# [Entries shown]
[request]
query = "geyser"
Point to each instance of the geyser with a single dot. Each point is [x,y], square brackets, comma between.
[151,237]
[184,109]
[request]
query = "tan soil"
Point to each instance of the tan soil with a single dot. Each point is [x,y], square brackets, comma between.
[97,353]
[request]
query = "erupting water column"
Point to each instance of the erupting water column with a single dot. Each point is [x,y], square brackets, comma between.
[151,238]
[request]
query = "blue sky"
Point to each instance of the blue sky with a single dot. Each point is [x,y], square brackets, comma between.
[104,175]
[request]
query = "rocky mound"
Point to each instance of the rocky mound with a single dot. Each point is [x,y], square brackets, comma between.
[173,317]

# [What you have to do]
Convert the lines above into a JSON list of strings, one string per line, omitting any blank lines.

# [Output]
[
  "[request]",
  "query = \"geyser\"",
  "Point to each instance of the geyser with a single dot. Each point is [x,y], square brackets, comma between.",
  "[151,237]",
  "[184,109]",
  "[request]",
  "query = \"tan soil\"",
  "Point to each instance of the tan soil with a single dot. Each point is [x,y], square brackets, comma between.",
  "[97,353]",
  "[request]",
  "query = \"erupting water column\"",
  "Point to each instance of the erupting water column with a single dot. Each point is [x,y], square brackets, comma between.",
  "[151,238]",
  "[request]",
  "query = \"blue sky\"",
  "Point to each instance of the blue sky with a single dot. Each point is [x,y], square brackets, comma between.",
  "[104,175]",
  "[request]",
  "query = \"rocky mound\"",
  "Point to each instance of the rocky mound with a single dot. Each point is [x,y], square brackets, comma between.",
  "[173,317]"
]